## Your instructions
The task here is to set down every line of the listing exactly.

## Data to process
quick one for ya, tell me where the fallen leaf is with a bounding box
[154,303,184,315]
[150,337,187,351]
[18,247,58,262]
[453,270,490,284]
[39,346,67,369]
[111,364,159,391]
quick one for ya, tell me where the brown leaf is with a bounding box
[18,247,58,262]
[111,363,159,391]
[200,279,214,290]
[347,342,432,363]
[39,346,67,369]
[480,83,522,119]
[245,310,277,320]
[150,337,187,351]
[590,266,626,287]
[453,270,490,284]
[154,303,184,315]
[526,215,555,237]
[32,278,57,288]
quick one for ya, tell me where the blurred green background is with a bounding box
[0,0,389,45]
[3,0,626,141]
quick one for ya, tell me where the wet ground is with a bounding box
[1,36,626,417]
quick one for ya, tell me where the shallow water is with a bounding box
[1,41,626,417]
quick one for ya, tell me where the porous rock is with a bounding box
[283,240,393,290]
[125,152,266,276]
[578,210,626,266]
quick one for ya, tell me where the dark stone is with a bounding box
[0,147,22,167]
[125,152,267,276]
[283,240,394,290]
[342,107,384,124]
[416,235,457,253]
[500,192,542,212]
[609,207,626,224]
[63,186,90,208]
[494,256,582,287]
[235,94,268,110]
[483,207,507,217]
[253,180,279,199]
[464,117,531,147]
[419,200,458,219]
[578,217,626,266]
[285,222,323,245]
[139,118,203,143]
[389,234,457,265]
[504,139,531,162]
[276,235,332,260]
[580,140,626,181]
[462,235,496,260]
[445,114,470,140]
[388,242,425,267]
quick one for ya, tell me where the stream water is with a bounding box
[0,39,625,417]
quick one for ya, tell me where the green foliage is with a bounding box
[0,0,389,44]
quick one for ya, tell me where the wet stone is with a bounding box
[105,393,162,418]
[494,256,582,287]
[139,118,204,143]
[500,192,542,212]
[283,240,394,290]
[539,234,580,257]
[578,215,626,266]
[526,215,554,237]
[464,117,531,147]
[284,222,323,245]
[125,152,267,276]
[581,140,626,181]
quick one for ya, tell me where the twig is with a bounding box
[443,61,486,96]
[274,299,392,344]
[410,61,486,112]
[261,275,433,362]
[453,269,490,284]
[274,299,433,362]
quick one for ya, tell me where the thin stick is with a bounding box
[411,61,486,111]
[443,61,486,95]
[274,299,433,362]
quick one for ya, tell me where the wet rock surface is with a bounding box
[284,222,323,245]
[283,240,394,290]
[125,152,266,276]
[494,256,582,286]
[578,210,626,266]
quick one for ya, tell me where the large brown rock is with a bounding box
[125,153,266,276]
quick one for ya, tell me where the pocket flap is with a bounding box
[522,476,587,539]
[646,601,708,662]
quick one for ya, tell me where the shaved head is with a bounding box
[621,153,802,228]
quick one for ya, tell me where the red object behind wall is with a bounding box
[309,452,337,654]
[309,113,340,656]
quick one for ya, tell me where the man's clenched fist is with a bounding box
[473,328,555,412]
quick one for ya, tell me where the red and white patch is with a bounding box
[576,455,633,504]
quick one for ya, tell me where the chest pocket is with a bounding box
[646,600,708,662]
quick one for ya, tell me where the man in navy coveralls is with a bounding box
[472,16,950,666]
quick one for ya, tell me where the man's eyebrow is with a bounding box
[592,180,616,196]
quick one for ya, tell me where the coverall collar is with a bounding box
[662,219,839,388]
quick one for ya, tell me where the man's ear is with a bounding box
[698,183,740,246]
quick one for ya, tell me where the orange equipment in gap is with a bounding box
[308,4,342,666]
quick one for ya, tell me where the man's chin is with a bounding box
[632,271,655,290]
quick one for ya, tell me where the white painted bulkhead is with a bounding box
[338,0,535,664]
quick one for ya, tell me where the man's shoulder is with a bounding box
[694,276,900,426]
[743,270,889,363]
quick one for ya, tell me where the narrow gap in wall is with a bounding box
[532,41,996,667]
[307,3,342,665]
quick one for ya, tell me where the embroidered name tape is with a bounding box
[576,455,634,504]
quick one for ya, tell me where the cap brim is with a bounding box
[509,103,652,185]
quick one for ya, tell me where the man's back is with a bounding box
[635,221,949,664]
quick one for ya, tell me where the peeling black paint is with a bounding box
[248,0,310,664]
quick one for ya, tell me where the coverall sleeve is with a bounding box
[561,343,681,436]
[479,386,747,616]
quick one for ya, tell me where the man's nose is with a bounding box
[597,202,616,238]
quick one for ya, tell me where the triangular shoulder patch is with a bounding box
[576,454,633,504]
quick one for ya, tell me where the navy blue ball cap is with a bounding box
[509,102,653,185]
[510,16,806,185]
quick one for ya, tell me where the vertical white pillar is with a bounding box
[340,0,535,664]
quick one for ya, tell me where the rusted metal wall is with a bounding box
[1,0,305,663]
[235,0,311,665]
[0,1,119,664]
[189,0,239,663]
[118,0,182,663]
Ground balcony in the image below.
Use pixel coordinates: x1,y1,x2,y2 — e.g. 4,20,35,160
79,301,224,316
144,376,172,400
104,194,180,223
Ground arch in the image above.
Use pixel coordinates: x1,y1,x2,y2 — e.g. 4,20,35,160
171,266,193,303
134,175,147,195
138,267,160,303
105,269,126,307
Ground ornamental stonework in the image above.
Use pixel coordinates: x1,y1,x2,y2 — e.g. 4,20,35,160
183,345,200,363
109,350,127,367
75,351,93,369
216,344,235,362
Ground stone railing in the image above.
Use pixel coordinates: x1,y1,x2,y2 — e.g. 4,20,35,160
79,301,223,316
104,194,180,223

## Result of the task
quick one for ya, tell me where the fallen leaf is with a bounding box
[154,303,184,315]
[150,337,187,351]
[18,247,58,262]
[453,270,490,284]
[39,346,67,369]
[111,364,159,391]
quick one for ya, tell me where the brown leaf is with a bounding box
[18,247,58,262]
[111,363,159,391]
[200,279,214,290]
[347,342,432,363]
[39,346,67,369]
[480,83,522,119]
[245,310,277,320]
[150,337,187,351]
[590,266,626,287]
[453,270,490,284]
[154,303,184,315]
[526,215,555,237]
[32,278,57,288]
quick one for ya, tell me where the blurred green background is with a bounding box
[0,0,389,45]
[3,0,626,141]
quick one for ya, tell me where the wet ground is with a bounding box
[1,36,626,417]
quick one for ya, tell me where the shallow water is with a bounding box
[1,41,626,417]
quick one for ya, tell me where the porous rock is with a bounding box
[283,240,393,290]
[125,152,266,276]
[578,210,626,266]
quick one for ya, tell me where the dark stone is with a bounding box
[0,147,22,167]
[125,152,267,276]
[283,240,394,290]
[342,107,384,124]
[416,235,457,253]
[500,192,542,212]
[609,207,626,224]
[63,186,90,208]
[494,256,582,287]
[235,94,268,110]
[483,207,507,217]
[253,180,279,199]
[464,117,531,147]
[419,200,458,219]
[578,217,626,266]
[285,222,323,245]
[139,118,203,143]
[389,234,457,265]
[504,139,531,162]
[276,235,332,260]
[580,140,626,181]
[462,235,496,260]
[445,114,470,140]
[388,242,425,267]
quick one for ya, tell me where the stream water is with a bounding box
[0,39,625,417]
quick one for ya, tell me where the green foliage is with a bounding box
[0,0,389,44]
quick one for ya, tell me where the wet stone is with a bounding box
[105,393,162,418]
[494,256,582,287]
[139,118,204,143]
[500,192,542,212]
[283,240,394,290]
[539,234,580,257]
[578,215,626,266]
[526,215,554,237]
[464,117,531,147]
[284,222,323,245]
[125,152,267,276]
[581,140,626,181]
quick one for ya, tell me where the twig is with a bounding box
[443,61,486,96]
[274,299,392,344]
[410,61,486,112]
[261,275,433,362]
[453,269,490,284]
[274,299,433,362]
quick one for ya, tell me where the thin stick is with a bounding box
[411,61,486,111]
[443,61,486,95]
[274,299,433,362]
quick one for ya, tell me where the wet rock surface is with a bounding box
[284,222,323,245]
[283,240,394,290]
[125,152,266,276]
[494,256,582,286]
[578,210,626,266]
quick one for ya, tell me where the large brown rock is with a bounding box
[125,153,266,276]
quick one for ya, tell me where the pocket flap is with a bounding box
[522,476,587,539]
[646,601,708,662]
quick one for ya, tell me where the shaved head is with a bounding box
[621,153,802,228]
quick one for ya, tell me where the red object behind wall is with a bounding box
[309,452,337,654]
[309,113,340,656]
quick one for ya, tell me where the man's clenched fist is with a bounding box
[473,328,555,412]
quick one for ya, tell me where the red and white patch is with a bounding box
[576,455,633,504]
quick one for ya, tell me where the chest pocket is with a bounding box
[646,600,708,662]
quick one for ya, tell me where the man in navy coveralls is with a bounding box
[472,16,950,666]
quick one for ya, tell me where the man's eyebrow is with a bounding box
[592,180,616,196]
quick one for ya, tell me where the coverall collar is with a bounding box
[662,219,839,388]
quick one for ya, tell me where the man's ear is with a bounding box
[698,183,740,246]
quick one for ya, tell me where the orange equipment in gap is with a bounding box
[308,4,342,666]
quick one for ya, tell me where the man's chin is with a bounding box
[632,271,655,290]
quick one for ya, tell me where the white painted bulkhead is with a bounding box
[338,0,535,664]
quick one for ya, tell me where the man's shoulder is with a bounding box
[694,276,900,426]
[743,270,889,363]
quick one for ya, tell me where the narrow gap in wall is with a bounding box
[532,41,996,667]
[307,3,342,665]
quick one for ya, tell me where the embroidered name tape is with a bounding box
[576,455,634,504]
quick one for ya, tell me where the cap brim is with a bounding box
[509,103,652,185]
quick one for ya, tell me where the man's back is with a bounding box
[635,221,949,664]
quick one for ya, tell me where the peeling black paint is with a bounding box
[248,0,310,664]
quick one for ya, tell me where the coverall sleeve is with a bounding box
[561,343,681,436]
[479,386,747,616]
quick one for ya, tell me where the man's nose is with a bounding box
[597,202,616,238]
quick one for ya, tell me where the triangular shoulder patch is with a bounding box
[576,454,633,504]
quick one for ya, tell me where the navy blue ball cap is with a bounding box
[509,102,653,185]
[510,16,806,185]
quick one for ya, tell me where the vertical white pillar is with a bounding box
[340,0,535,664]
quick one for ya, tell me where the rusted metal wall is with a bounding box
[1,0,305,663]
[235,0,311,665]
[0,1,119,664]
[189,0,239,663]
[118,0,182,663]
Ground balcony in the image below.
Use pixel coordinates: x1,y1,x2,y2 — e.g. 4,20,35,160
79,301,224,316
144,376,172,400
104,194,180,223
Ground arch in the image above.
Use pixel coordinates: x1,y1,x2,y2 — e.g. 4,20,35,160
171,266,193,303
134,175,147,195
138,267,160,303
105,269,126,307
Ground ornamental stonework in the image above.
Use pixel coordinates: x1,y1,x2,y2 — e.g. 4,20,35,160
183,345,200,363
109,350,127,367
75,351,93,369
216,344,235,362
Ground stone railing in the image above.
Use pixel coordinates: x1,y1,x2,y2 — e.g. 4,20,35,160
79,301,223,316
104,194,180,223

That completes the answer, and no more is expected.